RAW RECORDS.
#####

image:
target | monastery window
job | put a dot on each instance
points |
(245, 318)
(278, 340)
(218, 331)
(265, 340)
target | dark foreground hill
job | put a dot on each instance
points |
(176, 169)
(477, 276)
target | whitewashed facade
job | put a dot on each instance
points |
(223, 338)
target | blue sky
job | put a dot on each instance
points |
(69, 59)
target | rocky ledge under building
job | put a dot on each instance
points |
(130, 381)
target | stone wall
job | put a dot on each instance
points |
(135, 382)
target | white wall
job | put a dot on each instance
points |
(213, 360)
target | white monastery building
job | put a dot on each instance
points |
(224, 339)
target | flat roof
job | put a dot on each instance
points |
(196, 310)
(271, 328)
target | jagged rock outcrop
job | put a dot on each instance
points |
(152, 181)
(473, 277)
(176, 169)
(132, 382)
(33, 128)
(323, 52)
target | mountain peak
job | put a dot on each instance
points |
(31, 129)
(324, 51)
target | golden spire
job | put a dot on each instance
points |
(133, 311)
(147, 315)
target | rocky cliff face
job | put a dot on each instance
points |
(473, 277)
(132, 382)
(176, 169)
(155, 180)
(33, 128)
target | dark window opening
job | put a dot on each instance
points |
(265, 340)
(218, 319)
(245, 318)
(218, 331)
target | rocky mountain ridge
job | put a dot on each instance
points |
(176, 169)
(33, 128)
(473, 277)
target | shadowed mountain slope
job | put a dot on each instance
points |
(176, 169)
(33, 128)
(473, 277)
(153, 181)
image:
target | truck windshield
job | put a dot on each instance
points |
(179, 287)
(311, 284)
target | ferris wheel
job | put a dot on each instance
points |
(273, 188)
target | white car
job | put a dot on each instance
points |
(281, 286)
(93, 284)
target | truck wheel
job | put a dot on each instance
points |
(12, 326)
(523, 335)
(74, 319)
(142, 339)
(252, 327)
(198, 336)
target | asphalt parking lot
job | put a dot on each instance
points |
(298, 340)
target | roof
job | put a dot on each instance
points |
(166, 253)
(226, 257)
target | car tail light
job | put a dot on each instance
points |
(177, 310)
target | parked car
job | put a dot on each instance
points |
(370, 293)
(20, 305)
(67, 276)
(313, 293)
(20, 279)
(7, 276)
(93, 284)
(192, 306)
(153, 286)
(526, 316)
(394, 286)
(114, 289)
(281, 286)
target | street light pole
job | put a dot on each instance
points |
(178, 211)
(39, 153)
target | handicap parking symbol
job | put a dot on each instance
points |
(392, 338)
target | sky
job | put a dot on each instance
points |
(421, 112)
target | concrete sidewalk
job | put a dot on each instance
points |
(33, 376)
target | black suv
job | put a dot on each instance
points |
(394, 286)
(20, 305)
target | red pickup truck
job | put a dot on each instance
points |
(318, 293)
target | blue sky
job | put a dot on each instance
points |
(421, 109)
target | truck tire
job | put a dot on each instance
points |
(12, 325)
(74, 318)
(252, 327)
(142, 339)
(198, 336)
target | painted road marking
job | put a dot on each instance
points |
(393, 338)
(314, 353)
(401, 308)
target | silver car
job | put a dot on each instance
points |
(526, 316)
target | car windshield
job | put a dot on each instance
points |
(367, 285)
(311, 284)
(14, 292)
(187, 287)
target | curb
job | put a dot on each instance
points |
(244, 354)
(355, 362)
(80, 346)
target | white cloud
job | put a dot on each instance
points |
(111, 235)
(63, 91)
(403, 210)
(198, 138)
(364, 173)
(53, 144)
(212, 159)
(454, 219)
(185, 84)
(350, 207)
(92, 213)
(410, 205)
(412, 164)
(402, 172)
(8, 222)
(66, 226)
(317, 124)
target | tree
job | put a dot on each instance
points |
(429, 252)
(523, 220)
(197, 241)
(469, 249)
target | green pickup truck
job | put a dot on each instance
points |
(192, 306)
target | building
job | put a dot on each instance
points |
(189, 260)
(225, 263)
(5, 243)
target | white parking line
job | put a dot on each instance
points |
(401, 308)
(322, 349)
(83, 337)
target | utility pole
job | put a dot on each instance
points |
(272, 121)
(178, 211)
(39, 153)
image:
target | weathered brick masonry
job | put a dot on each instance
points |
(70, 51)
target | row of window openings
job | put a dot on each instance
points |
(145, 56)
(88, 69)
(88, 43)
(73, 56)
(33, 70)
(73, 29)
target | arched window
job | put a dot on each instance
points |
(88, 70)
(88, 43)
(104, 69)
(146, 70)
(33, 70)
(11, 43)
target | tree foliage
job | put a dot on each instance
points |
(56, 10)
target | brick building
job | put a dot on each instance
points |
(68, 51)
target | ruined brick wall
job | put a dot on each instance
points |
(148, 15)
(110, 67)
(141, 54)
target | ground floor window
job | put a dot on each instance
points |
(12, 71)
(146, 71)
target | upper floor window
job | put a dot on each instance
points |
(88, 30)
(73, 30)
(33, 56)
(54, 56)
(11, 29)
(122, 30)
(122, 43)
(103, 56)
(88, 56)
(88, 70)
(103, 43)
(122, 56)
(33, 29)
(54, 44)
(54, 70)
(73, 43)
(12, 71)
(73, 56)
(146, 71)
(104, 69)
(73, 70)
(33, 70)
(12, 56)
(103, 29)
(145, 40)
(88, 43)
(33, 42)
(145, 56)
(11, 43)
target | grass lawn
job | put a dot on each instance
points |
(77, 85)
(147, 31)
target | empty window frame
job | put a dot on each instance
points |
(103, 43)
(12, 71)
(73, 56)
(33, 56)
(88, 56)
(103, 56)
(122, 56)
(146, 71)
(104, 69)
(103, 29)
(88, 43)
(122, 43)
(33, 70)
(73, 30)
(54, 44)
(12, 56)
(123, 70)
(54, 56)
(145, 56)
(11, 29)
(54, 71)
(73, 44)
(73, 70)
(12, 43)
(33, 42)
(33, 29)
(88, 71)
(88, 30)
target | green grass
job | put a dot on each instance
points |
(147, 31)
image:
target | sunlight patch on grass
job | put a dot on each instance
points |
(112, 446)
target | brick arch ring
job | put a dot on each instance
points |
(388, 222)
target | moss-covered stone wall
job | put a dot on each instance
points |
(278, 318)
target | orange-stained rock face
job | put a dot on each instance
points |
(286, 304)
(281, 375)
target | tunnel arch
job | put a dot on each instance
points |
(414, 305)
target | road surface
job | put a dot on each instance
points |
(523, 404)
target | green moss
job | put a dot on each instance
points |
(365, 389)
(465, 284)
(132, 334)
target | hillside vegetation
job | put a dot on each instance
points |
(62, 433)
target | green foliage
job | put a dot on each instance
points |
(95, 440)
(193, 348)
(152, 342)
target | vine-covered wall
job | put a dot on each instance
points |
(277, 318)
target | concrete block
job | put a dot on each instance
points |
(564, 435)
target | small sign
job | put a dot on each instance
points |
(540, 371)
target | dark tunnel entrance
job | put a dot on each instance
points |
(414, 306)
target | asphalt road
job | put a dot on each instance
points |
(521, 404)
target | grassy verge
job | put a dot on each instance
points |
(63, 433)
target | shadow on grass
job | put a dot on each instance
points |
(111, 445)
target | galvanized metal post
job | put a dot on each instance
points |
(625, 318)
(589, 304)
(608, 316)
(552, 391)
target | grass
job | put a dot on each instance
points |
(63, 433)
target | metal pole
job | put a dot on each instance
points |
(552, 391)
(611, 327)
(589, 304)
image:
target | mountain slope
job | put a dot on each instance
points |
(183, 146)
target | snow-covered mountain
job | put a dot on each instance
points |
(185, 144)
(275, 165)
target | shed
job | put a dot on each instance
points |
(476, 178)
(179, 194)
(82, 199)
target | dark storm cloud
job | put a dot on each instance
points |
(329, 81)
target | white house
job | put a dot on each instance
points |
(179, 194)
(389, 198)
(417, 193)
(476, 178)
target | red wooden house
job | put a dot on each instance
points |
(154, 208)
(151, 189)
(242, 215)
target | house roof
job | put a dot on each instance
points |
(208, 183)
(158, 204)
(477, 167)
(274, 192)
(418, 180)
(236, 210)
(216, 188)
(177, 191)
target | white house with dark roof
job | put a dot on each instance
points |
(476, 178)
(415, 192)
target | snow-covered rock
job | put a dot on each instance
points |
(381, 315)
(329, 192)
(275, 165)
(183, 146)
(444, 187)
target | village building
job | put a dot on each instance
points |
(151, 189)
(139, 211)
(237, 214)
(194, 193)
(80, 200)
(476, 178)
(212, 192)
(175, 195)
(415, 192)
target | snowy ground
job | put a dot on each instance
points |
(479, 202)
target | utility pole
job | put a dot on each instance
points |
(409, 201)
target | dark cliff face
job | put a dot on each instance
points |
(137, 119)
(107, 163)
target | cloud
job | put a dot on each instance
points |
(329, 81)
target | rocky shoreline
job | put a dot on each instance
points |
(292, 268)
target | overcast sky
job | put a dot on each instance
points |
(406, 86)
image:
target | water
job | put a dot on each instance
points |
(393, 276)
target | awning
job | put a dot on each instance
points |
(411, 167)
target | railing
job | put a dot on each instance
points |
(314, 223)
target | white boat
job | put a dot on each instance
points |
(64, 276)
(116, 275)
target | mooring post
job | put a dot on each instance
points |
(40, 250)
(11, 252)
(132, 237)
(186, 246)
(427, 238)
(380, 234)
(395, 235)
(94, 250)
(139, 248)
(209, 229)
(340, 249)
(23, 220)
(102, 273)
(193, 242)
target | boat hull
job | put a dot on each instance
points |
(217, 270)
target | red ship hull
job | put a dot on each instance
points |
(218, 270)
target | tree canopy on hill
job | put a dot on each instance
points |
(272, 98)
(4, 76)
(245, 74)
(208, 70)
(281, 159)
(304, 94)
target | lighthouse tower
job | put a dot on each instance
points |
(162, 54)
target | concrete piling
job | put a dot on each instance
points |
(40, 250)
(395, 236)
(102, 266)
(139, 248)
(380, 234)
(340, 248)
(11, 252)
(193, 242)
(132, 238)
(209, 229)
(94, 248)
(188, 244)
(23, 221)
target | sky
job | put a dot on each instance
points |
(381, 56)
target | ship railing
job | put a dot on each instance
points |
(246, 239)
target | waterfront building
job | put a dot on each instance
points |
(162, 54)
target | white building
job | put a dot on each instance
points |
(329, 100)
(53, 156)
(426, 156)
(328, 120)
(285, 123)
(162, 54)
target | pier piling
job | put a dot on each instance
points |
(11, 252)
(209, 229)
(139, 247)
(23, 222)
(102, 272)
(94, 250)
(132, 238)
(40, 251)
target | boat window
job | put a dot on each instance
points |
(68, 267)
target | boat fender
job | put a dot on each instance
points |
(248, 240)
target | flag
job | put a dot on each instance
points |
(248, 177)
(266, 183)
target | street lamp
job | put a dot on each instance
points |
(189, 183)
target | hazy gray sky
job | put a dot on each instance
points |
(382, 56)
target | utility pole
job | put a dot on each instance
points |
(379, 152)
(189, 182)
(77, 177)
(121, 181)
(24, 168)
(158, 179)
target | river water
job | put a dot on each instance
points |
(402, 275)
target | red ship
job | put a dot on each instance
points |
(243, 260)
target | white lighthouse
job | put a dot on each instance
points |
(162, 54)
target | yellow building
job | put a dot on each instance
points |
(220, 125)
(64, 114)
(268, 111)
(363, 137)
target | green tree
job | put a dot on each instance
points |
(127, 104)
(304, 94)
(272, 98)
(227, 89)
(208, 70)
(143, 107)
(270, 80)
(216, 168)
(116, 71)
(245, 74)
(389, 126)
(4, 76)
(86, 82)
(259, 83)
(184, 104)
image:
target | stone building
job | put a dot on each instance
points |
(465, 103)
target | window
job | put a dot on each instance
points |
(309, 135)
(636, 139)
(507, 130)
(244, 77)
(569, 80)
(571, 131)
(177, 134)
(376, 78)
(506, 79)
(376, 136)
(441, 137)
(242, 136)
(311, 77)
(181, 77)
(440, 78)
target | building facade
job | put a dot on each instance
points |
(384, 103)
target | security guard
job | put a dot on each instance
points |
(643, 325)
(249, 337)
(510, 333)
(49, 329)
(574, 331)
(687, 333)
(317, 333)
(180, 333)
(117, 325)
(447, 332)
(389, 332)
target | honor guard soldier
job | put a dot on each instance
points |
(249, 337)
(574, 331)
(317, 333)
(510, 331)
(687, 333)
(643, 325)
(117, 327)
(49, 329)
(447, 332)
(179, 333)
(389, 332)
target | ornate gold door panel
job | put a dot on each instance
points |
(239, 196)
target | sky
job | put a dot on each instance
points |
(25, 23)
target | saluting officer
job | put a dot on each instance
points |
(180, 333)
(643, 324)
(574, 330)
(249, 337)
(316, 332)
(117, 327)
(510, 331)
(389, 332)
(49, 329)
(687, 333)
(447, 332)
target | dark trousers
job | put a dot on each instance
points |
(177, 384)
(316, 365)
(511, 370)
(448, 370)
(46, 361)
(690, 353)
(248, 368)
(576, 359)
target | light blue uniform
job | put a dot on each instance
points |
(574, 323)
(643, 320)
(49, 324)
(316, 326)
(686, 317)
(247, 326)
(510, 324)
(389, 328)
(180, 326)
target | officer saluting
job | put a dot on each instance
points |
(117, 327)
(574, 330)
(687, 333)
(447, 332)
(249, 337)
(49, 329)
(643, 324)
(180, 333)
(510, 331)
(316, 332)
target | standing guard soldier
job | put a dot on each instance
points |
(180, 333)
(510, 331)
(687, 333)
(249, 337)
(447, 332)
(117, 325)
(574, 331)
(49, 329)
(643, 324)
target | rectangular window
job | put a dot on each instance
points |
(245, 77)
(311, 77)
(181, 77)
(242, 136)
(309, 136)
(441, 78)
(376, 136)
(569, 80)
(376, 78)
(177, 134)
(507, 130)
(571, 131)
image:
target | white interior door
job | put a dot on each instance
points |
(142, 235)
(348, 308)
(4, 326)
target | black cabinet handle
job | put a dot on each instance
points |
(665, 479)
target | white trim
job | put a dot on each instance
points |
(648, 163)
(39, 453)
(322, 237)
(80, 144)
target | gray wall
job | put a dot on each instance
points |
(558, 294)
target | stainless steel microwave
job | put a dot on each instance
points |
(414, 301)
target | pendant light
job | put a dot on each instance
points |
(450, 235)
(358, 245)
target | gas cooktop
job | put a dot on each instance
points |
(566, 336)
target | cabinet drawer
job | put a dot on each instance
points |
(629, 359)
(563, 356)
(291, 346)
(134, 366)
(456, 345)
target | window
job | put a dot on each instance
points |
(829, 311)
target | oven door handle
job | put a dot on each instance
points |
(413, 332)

#####

THE EXERCISE. Write out only the final block of lines, starting at the line with "target | honor guard soldier" and running to the end of the material.

TASK SOLUTION.
target | honor guard soldier
job | put a dot on each instance
points |
(249, 337)
(574, 331)
(317, 333)
(510, 331)
(687, 333)
(643, 325)
(117, 327)
(49, 329)
(447, 332)
(179, 333)
(389, 332)
target | ornate gold door panel
job | put a dot on each instance
points |
(239, 196)
target | sky
job | put a dot on each instance
points |
(25, 23)
target | saluting officer
job | put a dot on each instance
points |
(180, 333)
(643, 324)
(574, 330)
(249, 337)
(316, 332)
(117, 327)
(510, 331)
(389, 332)
(49, 329)
(687, 333)
(447, 332)
target | dark trousers
job | put a dot on each instance
points |
(177, 384)
(316, 365)
(511, 370)
(448, 370)
(46, 361)
(690, 353)
(248, 368)
(576, 359)
target | light blue uniform
job | put a dot on each instance
points |
(574, 323)
(643, 320)
(49, 324)
(316, 326)
(686, 317)
(247, 326)
(510, 324)
(389, 328)
(180, 326)
target | officer saluting
job | put a dot on each instance
points |
(117, 327)
(574, 330)
(687, 333)
(447, 332)
(249, 337)
(49, 329)
(643, 324)
(180, 333)
(510, 331)
(316, 332)
target | standing guard soldier
job | put a dot on each instance
points |
(180, 333)
(510, 331)
(687, 333)
(249, 337)
(447, 332)
(117, 325)
(574, 331)
(49, 329)
(643, 324)
target | rectangular window
job | put a dot on each instance
points |
(245, 77)
(311, 77)
(181, 77)
(242, 136)
(309, 136)
(441, 78)
(376, 136)
(569, 80)
(376, 78)
(177, 134)
(507, 130)
(571, 131)
image:
target | white interior door
job | put a dot on each instance
points |
(142, 235)
(348, 308)
(4, 326)
target | black cabinet handle
job | put a dot on each instance
points |
(665, 479)
target | white trim
job | put a dot on each instance
points |
(648, 163)
(39, 453)
(322, 237)
(80, 144)
target | gray wall
job | put a dot on each instance
points |
(558, 294)
target | stainless steel microwave
job | put a dot on each instance
points |
(414, 301)
target | pendant light
job | put a dot on each instance
points |
(450, 235)
(358, 245)
target | gas cooktop
job | put a dot on each instance
points |
(566, 336)
target | cabinet drawer
job | put a dot on each instance
points |
(629, 359)
(563, 356)
(291, 346)
(134, 366)
(456, 345)
target | window
job | put a dot on each instance
points |
(829, 311)
target | oven door handle
job | put a dot on each instance
points |
(413, 332)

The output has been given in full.